SOURCE TEXT —
--- --- ---
Spain leads the ranking of EU countries with the highest risk of young people ending up in poverty as adults, despite coming from families without economic difficulties.

Spain is the fourth EU country with the highest inherited poverty
Spain is EU country with most middle-class young people who end up poor. Photo: Jaime ALEKOS / AFP

Spain is also the fourth EU country with the highest rate of inherited poverty risk, according to Eurostat, the EU Statistical Office.

Data on intergenerational poverty indicates that there is a correlation between the financial situation of the household you grew up in and the risk of being poor when you reach adulthood and in Spain, there is a strong link. 

The latest statistics available from 2019 show that the at-risk-of-poverty rate for the EU was 23 percent among adults aged 25 to 59 who grew up in a poor financial situation at home when they were 14 years old. This is 9.6 percentage points more than those who come from families without financial problems (13.4 percent). 

READ ALSO: Spain’s inflation soars to 29-year high

How the situation in Spain compares with the EU

Spain has become the EU country with the highest risk of poverty among adults who grew up in families with a good financial situation  – 16.6 percent.

This was followed by Latvia with 16 percent and Italy with 15.9 percent.

That statistics also show the countries where it is less likely to be poor after growing up in households without economic difficulties. These include the Czech Republic (5.9 percent), Slovakia (7.9 percent) and Finland (8.5 percent).

The overall poverty rate in the EU decreased by 0.1 percentage points between 2011 (13.5 percent) and 2019 (13.4 percent), but the largest increases were seen in Denmark (1.9 points more), Portugal (1.8 points), the Netherlands (1.7 points) and Spain (1.2 points).  

On the other hand, the biggest decreases in the poverty rate were seen in Croatia (-4 percent), Lithuania (-3.6 percent), Slovakia (-3.5 percent) and Ireland (-3.2 percent).

READ ALSO: Spain’s government feels heat as economic recovery lags

Inherited poverty

The stats revealed that Spain was also the fourth country with the highest rate of inherited poverty risk (30 percent), only behind Bulgaria (40.1 percent), Romania (32.7 percent) and Italy (30.7 percent).
--- --- ---
DATASET EXCERPT —
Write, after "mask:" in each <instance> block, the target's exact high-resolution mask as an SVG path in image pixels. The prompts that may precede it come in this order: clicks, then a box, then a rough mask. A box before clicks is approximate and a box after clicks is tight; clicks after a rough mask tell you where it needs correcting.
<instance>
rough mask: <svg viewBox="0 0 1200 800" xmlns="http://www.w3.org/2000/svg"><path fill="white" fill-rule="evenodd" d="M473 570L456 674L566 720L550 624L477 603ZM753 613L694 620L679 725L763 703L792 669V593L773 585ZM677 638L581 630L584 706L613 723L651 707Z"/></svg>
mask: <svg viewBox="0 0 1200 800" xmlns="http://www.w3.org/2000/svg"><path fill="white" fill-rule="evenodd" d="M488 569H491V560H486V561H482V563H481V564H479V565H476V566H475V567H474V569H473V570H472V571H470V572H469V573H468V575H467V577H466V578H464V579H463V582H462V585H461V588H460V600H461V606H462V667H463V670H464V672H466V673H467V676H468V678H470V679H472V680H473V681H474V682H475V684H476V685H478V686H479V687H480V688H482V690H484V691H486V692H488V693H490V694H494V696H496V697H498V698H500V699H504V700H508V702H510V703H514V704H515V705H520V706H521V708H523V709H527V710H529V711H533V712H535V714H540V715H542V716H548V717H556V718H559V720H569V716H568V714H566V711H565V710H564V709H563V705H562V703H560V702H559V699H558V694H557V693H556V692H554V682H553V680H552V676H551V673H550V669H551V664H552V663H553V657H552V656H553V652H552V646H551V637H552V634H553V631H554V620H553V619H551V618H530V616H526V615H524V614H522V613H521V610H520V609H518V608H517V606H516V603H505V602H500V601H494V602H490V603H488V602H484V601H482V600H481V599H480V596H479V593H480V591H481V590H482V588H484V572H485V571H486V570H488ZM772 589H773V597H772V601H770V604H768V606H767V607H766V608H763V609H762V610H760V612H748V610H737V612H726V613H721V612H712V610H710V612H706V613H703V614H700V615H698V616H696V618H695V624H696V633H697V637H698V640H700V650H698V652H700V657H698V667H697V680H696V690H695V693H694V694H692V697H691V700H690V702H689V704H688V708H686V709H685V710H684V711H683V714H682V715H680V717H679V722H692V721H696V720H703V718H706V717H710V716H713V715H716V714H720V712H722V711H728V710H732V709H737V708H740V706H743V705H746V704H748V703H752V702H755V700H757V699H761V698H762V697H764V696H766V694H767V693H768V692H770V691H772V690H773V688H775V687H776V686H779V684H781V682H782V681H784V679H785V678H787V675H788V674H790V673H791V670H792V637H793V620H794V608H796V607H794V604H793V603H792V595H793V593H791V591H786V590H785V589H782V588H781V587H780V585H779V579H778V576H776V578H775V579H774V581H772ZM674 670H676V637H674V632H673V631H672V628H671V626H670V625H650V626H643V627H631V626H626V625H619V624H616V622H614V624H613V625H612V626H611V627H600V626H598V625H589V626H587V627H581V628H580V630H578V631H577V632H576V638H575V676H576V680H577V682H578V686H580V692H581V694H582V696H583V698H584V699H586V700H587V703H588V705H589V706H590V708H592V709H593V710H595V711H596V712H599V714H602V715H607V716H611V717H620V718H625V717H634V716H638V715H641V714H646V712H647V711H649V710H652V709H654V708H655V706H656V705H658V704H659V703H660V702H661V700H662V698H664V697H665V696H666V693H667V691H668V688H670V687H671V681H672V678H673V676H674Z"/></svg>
--- --- ---
TASK LIST —
a. Rewrite the paragraph of the article on poverty in Spain that begins "The overall poverty rate in the EU decreased" as a short bulleted list, keeping its main facts.
b. Write out the article on poverty in Spain word for word from "Spain is the" up to and including "a strong link.".

TASK ANSWERS —
a.
- EU overall poverty rate: down 0.1 percentage points, from 13.5 percent in 2011 to 13.4 percent in 2019
- Largest increases: Denmark (+1.9 points), Portugal (+1.8), the Netherlands (+1.7), Spain (+1.2)

b.
Spain is the fourth EU country with the highest inherited poverty
Spain is EU country with most middle-class young people who end up poor. Photo: Jaime ALEKOS / AFP

Spain is also the fourth EU country with the highest rate of inherited poverty risk, according to Eurostat, the EU Statistical Office.

Data on intergenerational poverty indicates that there is a correlation between the financial situation of the household you grew up in and the risk of being poor when you reach adulthood and in Spain, there is a strong link.